_Data shown:_
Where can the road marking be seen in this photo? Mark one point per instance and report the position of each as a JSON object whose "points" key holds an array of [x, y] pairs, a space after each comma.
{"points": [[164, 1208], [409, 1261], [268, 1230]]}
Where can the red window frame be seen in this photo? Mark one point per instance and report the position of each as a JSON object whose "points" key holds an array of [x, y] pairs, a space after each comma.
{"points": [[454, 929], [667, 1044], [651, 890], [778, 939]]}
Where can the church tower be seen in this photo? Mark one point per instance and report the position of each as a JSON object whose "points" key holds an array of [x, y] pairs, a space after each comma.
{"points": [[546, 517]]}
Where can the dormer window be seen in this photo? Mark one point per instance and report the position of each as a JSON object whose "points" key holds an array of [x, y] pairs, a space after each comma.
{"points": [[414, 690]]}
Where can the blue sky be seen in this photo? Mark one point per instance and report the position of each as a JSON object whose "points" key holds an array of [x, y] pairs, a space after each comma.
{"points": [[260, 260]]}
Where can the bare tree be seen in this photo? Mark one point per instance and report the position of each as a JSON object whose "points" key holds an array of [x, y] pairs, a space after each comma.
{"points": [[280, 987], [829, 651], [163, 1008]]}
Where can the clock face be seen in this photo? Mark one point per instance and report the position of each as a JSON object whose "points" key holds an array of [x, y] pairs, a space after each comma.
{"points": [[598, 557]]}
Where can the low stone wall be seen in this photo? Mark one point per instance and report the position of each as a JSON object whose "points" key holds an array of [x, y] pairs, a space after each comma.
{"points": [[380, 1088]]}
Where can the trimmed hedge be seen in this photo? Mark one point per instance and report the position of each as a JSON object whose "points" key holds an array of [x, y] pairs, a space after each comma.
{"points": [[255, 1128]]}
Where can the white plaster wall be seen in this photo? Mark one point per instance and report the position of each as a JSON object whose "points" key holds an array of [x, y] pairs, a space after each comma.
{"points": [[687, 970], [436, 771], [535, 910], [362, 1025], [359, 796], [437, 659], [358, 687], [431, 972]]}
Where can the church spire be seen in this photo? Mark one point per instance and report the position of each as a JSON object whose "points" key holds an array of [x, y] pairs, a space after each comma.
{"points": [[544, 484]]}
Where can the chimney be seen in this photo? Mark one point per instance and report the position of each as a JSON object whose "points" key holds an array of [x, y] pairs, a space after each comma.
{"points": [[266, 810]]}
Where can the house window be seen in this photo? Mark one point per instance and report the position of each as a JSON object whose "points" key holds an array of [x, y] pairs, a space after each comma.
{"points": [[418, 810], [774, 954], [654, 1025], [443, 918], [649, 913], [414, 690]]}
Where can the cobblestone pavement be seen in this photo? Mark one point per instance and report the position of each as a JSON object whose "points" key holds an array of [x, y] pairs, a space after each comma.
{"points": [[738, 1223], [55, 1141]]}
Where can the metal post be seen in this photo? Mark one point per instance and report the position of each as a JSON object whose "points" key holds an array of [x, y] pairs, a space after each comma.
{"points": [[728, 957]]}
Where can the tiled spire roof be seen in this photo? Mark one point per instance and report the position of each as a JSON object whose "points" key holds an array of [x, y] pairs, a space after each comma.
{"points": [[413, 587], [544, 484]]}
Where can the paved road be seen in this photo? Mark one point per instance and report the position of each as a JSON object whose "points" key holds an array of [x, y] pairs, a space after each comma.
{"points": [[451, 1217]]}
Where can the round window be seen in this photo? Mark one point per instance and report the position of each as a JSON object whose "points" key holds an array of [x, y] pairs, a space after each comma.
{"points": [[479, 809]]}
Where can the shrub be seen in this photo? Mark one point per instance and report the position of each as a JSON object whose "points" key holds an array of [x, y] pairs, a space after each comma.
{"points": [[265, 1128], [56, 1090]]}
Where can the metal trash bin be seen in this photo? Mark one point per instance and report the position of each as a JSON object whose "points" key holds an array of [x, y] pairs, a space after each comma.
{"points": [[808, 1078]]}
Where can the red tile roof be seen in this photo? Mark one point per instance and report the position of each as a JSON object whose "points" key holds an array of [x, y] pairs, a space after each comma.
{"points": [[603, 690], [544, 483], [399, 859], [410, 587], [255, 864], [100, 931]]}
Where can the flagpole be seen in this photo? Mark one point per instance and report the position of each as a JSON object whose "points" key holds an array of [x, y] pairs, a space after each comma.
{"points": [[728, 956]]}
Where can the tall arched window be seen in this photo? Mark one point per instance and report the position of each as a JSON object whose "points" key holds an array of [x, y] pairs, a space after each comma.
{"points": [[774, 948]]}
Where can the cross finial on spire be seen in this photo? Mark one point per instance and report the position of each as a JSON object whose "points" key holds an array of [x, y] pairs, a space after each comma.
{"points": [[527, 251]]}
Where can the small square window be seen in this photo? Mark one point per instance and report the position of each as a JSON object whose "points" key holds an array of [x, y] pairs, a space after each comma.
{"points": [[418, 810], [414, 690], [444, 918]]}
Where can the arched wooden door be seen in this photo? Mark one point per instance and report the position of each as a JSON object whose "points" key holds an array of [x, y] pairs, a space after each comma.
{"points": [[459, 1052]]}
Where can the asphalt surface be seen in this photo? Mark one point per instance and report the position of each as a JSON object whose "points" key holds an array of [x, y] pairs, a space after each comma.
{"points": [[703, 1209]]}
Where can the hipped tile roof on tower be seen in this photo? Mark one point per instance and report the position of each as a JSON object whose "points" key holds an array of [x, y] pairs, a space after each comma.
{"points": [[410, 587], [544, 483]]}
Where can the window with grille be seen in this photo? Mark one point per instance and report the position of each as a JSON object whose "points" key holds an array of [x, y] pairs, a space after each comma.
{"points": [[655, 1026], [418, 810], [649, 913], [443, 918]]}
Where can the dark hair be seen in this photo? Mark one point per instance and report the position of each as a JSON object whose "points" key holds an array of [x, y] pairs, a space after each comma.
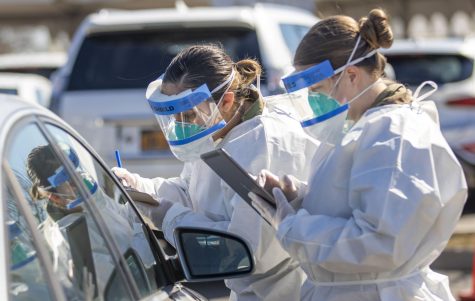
{"points": [[209, 64], [335, 37], [41, 164]]}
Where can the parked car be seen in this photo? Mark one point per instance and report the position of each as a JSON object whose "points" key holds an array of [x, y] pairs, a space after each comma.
{"points": [[88, 242], [40, 63], [449, 63], [115, 54], [30, 87]]}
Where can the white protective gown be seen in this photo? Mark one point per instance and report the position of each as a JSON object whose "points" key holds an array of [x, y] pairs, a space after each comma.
{"points": [[379, 210], [272, 141]]}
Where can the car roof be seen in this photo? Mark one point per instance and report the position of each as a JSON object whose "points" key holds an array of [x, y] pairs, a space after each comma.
{"points": [[220, 16], [11, 79], [432, 46], [29, 60], [13, 104]]}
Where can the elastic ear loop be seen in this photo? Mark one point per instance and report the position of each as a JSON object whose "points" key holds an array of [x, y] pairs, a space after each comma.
{"points": [[428, 93], [418, 98]]}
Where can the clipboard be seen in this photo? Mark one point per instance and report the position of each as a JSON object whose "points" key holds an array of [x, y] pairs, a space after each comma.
{"points": [[235, 176]]}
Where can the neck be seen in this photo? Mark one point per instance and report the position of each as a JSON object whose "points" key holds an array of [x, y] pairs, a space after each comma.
{"points": [[360, 105]]}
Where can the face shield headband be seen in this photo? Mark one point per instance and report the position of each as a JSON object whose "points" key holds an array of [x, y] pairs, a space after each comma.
{"points": [[165, 106], [317, 73]]}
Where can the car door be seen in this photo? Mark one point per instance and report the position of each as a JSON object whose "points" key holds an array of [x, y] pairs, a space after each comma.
{"points": [[97, 243]]}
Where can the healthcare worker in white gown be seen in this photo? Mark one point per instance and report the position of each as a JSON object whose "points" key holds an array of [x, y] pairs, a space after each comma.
{"points": [[386, 191], [255, 138]]}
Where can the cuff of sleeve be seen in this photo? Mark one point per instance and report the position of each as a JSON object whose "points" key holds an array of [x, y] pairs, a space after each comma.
{"points": [[171, 221]]}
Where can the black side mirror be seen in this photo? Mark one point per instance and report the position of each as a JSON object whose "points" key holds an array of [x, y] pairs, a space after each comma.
{"points": [[211, 254]]}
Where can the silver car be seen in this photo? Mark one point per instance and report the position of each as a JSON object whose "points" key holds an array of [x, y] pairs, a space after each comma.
{"points": [[71, 232], [449, 63]]}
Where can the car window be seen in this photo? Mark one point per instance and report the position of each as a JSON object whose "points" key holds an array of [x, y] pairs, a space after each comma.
{"points": [[124, 223], [293, 34], [441, 68], [82, 260], [126, 60], [27, 278], [9, 91]]}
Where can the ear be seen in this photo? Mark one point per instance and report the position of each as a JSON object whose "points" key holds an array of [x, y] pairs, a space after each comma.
{"points": [[353, 74], [227, 102]]}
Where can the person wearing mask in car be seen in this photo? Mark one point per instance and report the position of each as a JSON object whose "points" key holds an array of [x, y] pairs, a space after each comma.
{"points": [[52, 181], [386, 191], [204, 101]]}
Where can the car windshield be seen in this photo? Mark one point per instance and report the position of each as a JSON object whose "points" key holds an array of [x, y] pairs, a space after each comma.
{"points": [[128, 60], [441, 68], [293, 34]]}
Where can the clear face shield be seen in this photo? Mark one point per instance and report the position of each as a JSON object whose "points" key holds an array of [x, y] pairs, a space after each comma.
{"points": [[321, 115], [188, 119]]}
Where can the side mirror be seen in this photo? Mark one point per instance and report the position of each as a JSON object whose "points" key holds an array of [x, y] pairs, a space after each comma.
{"points": [[211, 255]]}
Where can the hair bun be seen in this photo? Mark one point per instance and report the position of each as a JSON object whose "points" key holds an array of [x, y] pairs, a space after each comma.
{"points": [[375, 29], [248, 70]]}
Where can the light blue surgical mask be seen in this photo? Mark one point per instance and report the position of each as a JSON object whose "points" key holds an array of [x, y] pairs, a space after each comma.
{"points": [[321, 103], [185, 130]]}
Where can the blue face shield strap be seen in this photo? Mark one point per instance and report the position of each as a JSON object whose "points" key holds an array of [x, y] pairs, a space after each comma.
{"points": [[308, 77], [212, 129], [181, 104], [61, 175], [326, 116]]}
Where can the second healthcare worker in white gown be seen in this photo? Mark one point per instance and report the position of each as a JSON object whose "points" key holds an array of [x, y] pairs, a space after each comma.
{"points": [[387, 191], [231, 116]]}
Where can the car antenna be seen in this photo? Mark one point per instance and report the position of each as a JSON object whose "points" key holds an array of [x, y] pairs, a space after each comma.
{"points": [[181, 5]]}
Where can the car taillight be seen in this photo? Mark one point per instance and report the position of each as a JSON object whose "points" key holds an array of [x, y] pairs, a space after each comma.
{"points": [[469, 147], [462, 102]]}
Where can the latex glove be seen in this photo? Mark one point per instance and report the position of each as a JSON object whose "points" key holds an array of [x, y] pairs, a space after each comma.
{"points": [[273, 216], [288, 184], [127, 178]]}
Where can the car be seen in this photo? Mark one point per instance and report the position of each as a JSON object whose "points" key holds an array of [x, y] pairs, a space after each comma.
{"points": [[450, 64], [114, 54], [76, 234], [40, 63], [30, 87]]}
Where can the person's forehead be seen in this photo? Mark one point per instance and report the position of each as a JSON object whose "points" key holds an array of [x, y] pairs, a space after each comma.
{"points": [[171, 88]]}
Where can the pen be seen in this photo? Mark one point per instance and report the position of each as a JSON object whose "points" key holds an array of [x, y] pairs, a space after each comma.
{"points": [[117, 157]]}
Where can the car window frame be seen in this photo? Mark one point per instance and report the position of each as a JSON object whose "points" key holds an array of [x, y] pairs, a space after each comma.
{"points": [[160, 255], [8, 177], [54, 287], [119, 260], [38, 120]]}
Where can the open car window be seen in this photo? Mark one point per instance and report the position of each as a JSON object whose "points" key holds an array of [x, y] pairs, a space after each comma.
{"points": [[123, 222], [82, 260]]}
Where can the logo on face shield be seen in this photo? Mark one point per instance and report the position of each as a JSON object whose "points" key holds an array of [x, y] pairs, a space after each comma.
{"points": [[164, 109]]}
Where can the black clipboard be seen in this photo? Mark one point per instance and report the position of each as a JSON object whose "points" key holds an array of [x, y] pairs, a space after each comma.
{"points": [[235, 176]]}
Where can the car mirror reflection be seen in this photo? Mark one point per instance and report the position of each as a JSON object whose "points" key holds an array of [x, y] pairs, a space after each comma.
{"points": [[210, 254]]}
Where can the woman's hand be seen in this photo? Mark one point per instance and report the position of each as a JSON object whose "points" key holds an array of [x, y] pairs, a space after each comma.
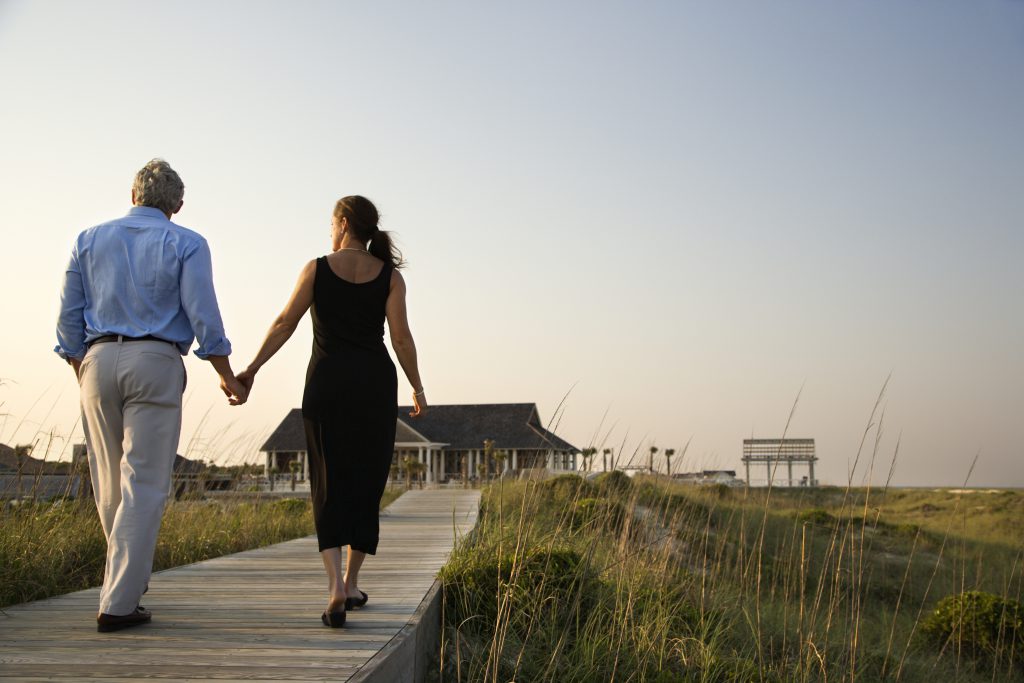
{"points": [[419, 404], [247, 377]]}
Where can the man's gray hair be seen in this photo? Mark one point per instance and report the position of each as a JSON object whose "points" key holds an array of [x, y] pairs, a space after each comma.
{"points": [[158, 185]]}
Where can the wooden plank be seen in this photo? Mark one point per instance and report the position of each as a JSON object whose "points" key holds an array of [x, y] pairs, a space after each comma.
{"points": [[252, 615]]}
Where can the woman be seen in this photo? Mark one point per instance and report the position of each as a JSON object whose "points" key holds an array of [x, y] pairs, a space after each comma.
{"points": [[349, 403]]}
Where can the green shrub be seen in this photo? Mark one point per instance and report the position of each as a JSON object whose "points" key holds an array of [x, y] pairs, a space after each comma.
{"points": [[983, 625], [614, 482], [292, 506], [541, 584], [568, 487], [598, 513], [816, 516]]}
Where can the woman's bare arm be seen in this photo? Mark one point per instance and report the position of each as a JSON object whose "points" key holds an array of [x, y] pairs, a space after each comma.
{"points": [[401, 341], [283, 327]]}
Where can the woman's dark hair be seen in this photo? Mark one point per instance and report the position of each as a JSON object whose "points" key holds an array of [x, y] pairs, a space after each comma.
{"points": [[363, 217]]}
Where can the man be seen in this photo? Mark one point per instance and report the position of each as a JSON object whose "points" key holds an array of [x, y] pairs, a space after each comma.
{"points": [[136, 293]]}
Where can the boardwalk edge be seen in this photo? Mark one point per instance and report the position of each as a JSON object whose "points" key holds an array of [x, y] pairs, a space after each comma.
{"points": [[408, 654]]}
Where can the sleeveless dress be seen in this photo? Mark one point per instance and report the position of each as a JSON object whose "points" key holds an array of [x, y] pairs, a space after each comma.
{"points": [[349, 408]]}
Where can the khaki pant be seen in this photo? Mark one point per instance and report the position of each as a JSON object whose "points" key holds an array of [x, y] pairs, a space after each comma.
{"points": [[131, 411]]}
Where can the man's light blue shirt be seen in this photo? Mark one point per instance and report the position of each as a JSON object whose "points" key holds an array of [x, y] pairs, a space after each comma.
{"points": [[137, 275]]}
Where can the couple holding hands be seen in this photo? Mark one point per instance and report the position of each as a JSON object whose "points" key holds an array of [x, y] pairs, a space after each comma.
{"points": [[138, 290]]}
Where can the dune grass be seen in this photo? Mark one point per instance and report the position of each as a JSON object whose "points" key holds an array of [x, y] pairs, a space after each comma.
{"points": [[51, 548], [648, 580]]}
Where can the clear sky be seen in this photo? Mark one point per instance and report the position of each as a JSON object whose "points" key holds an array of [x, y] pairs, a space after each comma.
{"points": [[682, 215]]}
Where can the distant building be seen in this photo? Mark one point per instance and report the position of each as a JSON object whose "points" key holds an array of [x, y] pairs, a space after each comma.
{"points": [[772, 453], [633, 470], [710, 477], [450, 440]]}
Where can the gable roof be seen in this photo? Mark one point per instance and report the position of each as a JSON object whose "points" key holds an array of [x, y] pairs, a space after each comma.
{"points": [[406, 434], [466, 426], [460, 426], [290, 434]]}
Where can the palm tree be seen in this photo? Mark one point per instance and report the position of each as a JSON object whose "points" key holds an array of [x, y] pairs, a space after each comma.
{"points": [[669, 453], [500, 457], [488, 453], [416, 468], [409, 464], [587, 455]]}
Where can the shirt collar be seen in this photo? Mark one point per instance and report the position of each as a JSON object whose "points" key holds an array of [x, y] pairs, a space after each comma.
{"points": [[146, 211]]}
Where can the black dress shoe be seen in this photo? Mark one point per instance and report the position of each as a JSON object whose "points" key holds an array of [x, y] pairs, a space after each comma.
{"points": [[108, 623], [355, 603], [334, 620]]}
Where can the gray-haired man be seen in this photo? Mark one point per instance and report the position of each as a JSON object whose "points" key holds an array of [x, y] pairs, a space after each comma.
{"points": [[136, 293]]}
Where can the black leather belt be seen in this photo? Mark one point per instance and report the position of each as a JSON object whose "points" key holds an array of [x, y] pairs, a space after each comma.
{"points": [[122, 338]]}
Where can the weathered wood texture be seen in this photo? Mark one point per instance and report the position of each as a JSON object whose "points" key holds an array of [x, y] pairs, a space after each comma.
{"points": [[252, 615]]}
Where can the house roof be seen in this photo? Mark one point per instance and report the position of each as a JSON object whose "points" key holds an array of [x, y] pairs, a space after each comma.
{"points": [[290, 434], [466, 426], [406, 434], [29, 465], [460, 426]]}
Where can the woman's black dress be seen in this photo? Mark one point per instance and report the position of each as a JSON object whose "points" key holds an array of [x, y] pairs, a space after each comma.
{"points": [[349, 408]]}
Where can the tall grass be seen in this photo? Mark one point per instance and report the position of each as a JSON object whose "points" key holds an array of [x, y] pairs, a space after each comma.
{"points": [[55, 547], [648, 580]]}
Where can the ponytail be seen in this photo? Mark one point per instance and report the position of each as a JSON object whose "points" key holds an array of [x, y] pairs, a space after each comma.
{"points": [[363, 218], [382, 247]]}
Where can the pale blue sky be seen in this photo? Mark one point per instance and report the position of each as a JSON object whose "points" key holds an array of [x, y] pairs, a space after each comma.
{"points": [[684, 212]]}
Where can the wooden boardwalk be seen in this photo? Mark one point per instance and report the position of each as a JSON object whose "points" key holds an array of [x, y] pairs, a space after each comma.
{"points": [[252, 615]]}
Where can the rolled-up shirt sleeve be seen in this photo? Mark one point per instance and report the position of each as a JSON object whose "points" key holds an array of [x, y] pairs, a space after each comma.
{"points": [[200, 303], [71, 319]]}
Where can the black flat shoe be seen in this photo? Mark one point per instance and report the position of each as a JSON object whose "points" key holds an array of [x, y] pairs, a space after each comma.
{"points": [[353, 603], [108, 623], [334, 620]]}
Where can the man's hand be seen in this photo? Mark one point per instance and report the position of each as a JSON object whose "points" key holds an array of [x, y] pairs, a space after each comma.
{"points": [[235, 390], [247, 377]]}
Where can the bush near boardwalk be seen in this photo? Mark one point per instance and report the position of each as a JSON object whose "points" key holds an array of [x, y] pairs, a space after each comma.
{"points": [[984, 625], [719, 586]]}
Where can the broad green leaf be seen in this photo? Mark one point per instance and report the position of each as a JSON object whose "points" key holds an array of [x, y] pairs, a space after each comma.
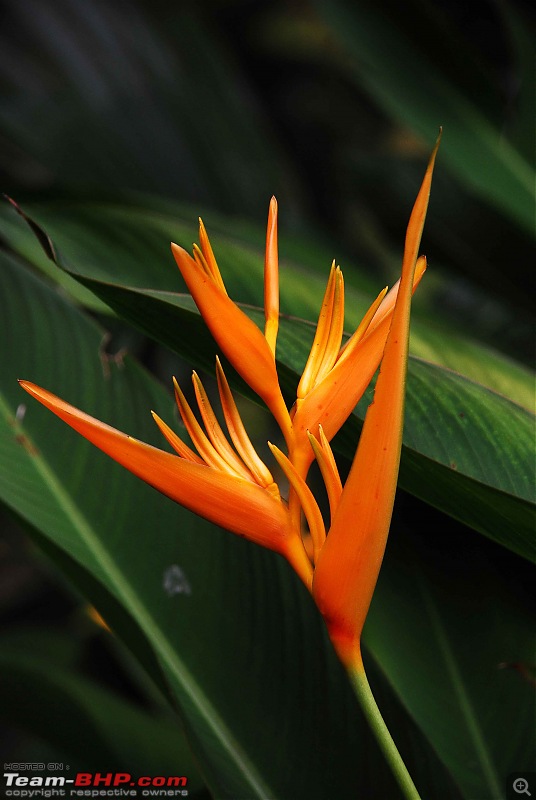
{"points": [[403, 77], [467, 449], [130, 97], [87, 721], [464, 623]]}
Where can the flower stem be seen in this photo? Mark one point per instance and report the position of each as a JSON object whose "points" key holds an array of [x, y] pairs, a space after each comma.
{"points": [[371, 711]]}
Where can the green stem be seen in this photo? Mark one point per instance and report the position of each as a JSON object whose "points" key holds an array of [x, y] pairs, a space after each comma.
{"points": [[368, 704]]}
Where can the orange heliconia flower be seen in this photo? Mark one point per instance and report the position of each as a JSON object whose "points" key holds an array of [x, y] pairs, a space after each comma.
{"points": [[224, 480]]}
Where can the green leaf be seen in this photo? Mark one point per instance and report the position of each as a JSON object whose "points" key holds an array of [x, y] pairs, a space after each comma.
{"points": [[403, 75], [88, 722], [451, 629], [467, 449]]}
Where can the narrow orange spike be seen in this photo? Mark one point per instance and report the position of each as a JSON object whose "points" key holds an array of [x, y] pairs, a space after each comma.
{"points": [[316, 354], [363, 326], [333, 399], [271, 279], [209, 257], [388, 302], [214, 431], [306, 498], [348, 566], [238, 433], [238, 505], [176, 442], [202, 444]]}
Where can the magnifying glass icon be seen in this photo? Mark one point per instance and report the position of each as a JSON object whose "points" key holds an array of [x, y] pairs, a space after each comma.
{"points": [[521, 786]]}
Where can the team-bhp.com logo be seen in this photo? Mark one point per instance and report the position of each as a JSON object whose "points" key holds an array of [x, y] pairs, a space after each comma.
{"points": [[94, 784]]}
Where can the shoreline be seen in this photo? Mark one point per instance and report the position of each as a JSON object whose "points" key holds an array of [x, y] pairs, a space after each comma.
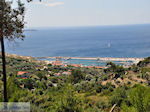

_Short problem:_
From the entries above, pick out and copy in full each line that contains the word "sleeveless".

_Solution:_
Where can the sleeveless dress be seen in this photo? Mark one point per instance and report the position of each as a JSON object whose "points" key holds an array of [x, y] pairs, a space after each comma.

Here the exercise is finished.